◆ WHAT THE TASK ASKS
Every record that follows must be set down word for word.

◆ SUPPLIED RECORDS
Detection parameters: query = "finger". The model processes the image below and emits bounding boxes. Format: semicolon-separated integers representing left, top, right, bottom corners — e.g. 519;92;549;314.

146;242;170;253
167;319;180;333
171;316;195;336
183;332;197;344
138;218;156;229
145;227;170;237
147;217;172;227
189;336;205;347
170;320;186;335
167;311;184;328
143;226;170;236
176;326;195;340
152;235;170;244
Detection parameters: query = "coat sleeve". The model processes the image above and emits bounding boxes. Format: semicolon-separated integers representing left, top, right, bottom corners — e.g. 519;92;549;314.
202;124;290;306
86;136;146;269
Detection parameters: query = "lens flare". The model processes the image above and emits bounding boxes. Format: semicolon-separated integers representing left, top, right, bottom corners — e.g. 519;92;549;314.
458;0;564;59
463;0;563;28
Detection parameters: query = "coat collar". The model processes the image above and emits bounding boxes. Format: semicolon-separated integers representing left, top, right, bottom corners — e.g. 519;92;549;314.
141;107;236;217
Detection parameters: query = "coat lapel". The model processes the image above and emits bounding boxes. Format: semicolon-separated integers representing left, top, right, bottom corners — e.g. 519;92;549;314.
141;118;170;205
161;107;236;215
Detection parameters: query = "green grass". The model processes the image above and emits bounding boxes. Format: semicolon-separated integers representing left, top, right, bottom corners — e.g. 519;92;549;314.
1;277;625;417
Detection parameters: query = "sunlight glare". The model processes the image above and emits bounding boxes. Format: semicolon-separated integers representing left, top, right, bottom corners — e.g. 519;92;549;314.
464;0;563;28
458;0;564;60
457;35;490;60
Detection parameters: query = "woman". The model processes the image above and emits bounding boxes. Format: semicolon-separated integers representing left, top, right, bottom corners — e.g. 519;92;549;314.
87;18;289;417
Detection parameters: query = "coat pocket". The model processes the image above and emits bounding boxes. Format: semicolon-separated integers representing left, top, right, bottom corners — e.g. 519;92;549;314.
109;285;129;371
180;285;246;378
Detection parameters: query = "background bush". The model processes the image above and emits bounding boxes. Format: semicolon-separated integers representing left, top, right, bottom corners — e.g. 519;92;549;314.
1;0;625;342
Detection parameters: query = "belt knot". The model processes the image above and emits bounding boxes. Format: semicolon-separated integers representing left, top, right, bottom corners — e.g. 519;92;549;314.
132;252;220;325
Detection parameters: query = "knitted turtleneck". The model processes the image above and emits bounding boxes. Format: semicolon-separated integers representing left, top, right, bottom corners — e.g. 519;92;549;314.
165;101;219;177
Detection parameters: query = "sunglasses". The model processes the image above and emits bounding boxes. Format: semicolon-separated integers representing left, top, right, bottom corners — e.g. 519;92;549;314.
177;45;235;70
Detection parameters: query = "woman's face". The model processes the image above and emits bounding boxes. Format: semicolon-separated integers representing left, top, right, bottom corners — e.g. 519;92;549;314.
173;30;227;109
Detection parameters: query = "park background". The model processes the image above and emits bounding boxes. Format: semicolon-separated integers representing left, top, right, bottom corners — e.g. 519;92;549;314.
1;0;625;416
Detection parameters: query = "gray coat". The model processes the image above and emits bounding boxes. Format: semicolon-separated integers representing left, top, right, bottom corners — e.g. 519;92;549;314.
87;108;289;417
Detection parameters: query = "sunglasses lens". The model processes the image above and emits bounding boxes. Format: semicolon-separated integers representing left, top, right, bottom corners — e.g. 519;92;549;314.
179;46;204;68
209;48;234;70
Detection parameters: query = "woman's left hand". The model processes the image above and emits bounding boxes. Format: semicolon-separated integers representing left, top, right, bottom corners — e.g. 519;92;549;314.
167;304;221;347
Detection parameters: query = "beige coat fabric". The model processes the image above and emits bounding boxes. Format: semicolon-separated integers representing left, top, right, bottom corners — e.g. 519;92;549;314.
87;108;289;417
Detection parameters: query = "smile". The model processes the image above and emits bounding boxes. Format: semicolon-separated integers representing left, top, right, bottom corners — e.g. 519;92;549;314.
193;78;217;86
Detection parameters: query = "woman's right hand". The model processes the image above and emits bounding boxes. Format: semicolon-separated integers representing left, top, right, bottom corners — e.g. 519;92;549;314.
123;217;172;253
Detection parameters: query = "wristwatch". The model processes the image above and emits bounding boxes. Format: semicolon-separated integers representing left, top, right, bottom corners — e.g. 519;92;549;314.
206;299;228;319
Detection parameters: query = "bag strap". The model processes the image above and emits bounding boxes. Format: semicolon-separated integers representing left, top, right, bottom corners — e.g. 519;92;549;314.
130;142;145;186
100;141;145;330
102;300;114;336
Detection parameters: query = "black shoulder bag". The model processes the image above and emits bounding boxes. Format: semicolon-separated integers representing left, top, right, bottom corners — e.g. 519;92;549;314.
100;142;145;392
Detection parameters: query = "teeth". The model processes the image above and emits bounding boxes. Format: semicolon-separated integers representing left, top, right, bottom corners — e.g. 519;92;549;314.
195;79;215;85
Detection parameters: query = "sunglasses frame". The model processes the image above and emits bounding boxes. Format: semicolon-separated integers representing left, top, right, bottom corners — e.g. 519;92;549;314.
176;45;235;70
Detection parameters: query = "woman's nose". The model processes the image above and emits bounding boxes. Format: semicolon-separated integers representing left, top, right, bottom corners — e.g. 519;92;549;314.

◆ YOUR RESPONSE
Detection parameters: query = "finger". The model processes the image below and emits bounding boxes. Format: semicolon-separated integers representing left, top, right, bottom corners — e.g. 519;92;549;314.

146;242;170;253
167;319;180;333
171;316;195;336
183;332;197;344
138;218;156;229
145;227;170;237
147;217;172;227
189;336;205;347
170;320;186;335
167;311;184;328
143;226;170;236
176;326;195;340
152;235;170;244
Detection parameters: query = "coat sleeve". The model processes the image above and emits bounding boxes. Format: semicolon-separated integers representing left, top, right, bottom corners — e.g. 519;92;549;314.
202;124;290;306
86;136;146;269
Detection parameters: query = "lens flare". The model processes the image above and emits bounding boxes. Format: semicolon-separated integers representing left, top, right, bottom corners — e.g. 519;92;549;314.
458;0;564;59
463;0;563;28
Detection parameters: query = "coat collar". The model processes the image above and emits bounding boxes. Format: semicolon-separated integers representing left, top, right, bottom corners — e.g. 519;92;549;314.
141;107;236;217
Detection parameters: query = "coat lapel". The model processes the image above and emits bounding boxes. Format: semicolon-separated integers representing left, top, right, bottom corners — e.g. 519;92;549;314.
141;118;170;205
161;107;236;215
Detection parameters: query = "green grass". The model processes the image above and emits bounding boxes. Format: semicolon-separated integers representing left, top, right, bottom corners — e.g. 519;92;549;314.
1;277;625;417
Detection parameters: query = "sunlight glare". The model processes the image above and emits bounding boxes. Format: semicolon-separated integers representing left, top, right, bottom corners — e.g. 519;92;549;314.
464;0;563;28
458;0;564;60
457;35;490;60
Detection parameters: query = "woman". The model processes the image above and emits bounding boxes. Format: semicolon-separated integers representing left, top, right, bottom corners — e.g. 519;92;549;314.
87;18;289;417
Detection parameters: query = "coat pocket". The model processes the image above and emits bounding boxes. Format: semicolon-separated integers representing left, top, right, bottom corners — e.g. 519;92;549;314.
109;285;129;371
180;285;246;378
Detection parameters: query = "background bush". The model processes the image above and emits bounding boxes. Format: semicolon-separated integers representing left, top, right, bottom corners — e.g. 519;92;549;314.
1;0;625;342
Detection parameters: query = "belt knot". The model processes the image above and emits bounding boxes. Format: semicolon-separated integers representing left, top, right, bottom corners — e.g. 519;92;549;314.
132;252;220;325
Detection parameters: query = "knitted turtleneck". The model processes the image above and emits bounding boxes. Format: semicolon-separated integers representing left, top, right, bottom corners — e.g. 519;92;549;314.
165;101;219;177
Detection parameters: query = "sunglasses". The model processes the image above and emits bounding boxes. Format: semicolon-separated integers representing left, top, right, bottom corners — e.g. 519;92;549;314.
177;45;235;70
Detection parameters: query = "woman's face". The model processes the image above and emits bounding boxes. Format: semicolon-separated integers representing left, top, right, bottom corners — e.g. 519;92;549;314.
173;30;227;109
Detection parameters: query = "park background". The model processes the image above and emits bounding boxes. Format: semicolon-separated integers representing left, top, right, bottom corners — e.g. 519;92;549;314.
1;0;625;416
Detection parameters: query = "gray coat". The model processes the image above and emits bounding boxes. Format: semicolon-separated integers representing left, top, right, bottom corners — e.g. 519;92;549;314.
87;108;289;417
Detection parameters: query = "sunglasses lens". The model processes the image above and emits bounding boxes. Format: semicolon-separated integers representing left, top, right, bottom corners — e.g. 519;92;549;314.
179;46;204;68
209;48;234;70
Detection parameters: query = "woman's left hand". The model processes the image above and emits bounding boxes. Format: semicolon-separated integers representing left, top, right, bottom corners — e.g. 519;92;549;314.
167;304;221;347
Detection parameters: query = "beige coat fabric". The model processes the image above and emits bounding boxes. Format: semicolon-separated integers representing left, top, right, bottom corners — e.g. 519;92;549;314.
87;108;289;417
Detection parameters: query = "smile". The model processes the image above and emits bounding boxes. Format: semicolon-separated integers representing left, top, right, bottom corners — e.g. 519;92;549;314.
193;78;217;86
Detection parameters: query = "woman's right hand". The model processes the image above and emits bounding boxes. Format: semicolon-separated integers representing left, top, right, bottom corners — e.g. 519;92;549;314.
123;217;172;253
Detection parameters: query = "wristwatch". The model processes the image above and emits bounding boxes. Format: semicolon-separated integers representing left, top, right, bottom corners — e.g. 519;92;549;314.
206;299;228;319
Detection parameters: query = "bag strap". The model processes the image above and emits bounding boxes. Format: semicolon-separated integers representing left, top, right, bottom corners — e.g. 519;92;549;314.
130;142;145;186
100;141;145;330
102;300;114;336
Detection parameters: query = "black shoulder bag". The model processes the image above and emits bounding boxes. Format: semicolon-separated integers representing left, top, right, bottom corners — e.g. 519;92;549;314.
100;142;145;392
Detection parameters: query = "teeth". The model processes the image above and emits bounding boxes. Format: semicolon-separated integers representing left, top, right, bottom corners — e.g. 519;92;549;314.
195;79;215;85
Detection parameters: query = "sunglasses frame". The model processes the image above and emits bounding boxes. Format: semicolon-separated integers representing left, top, right, bottom corners — e.g. 519;92;549;314.
176;45;235;70
Detection parameters: query = "woman's nose". The model processes the image above and emits bounding boxes. Format: semicolon-separated integers representing left, top, right, bottom corners — e.g. 519;92;549;314.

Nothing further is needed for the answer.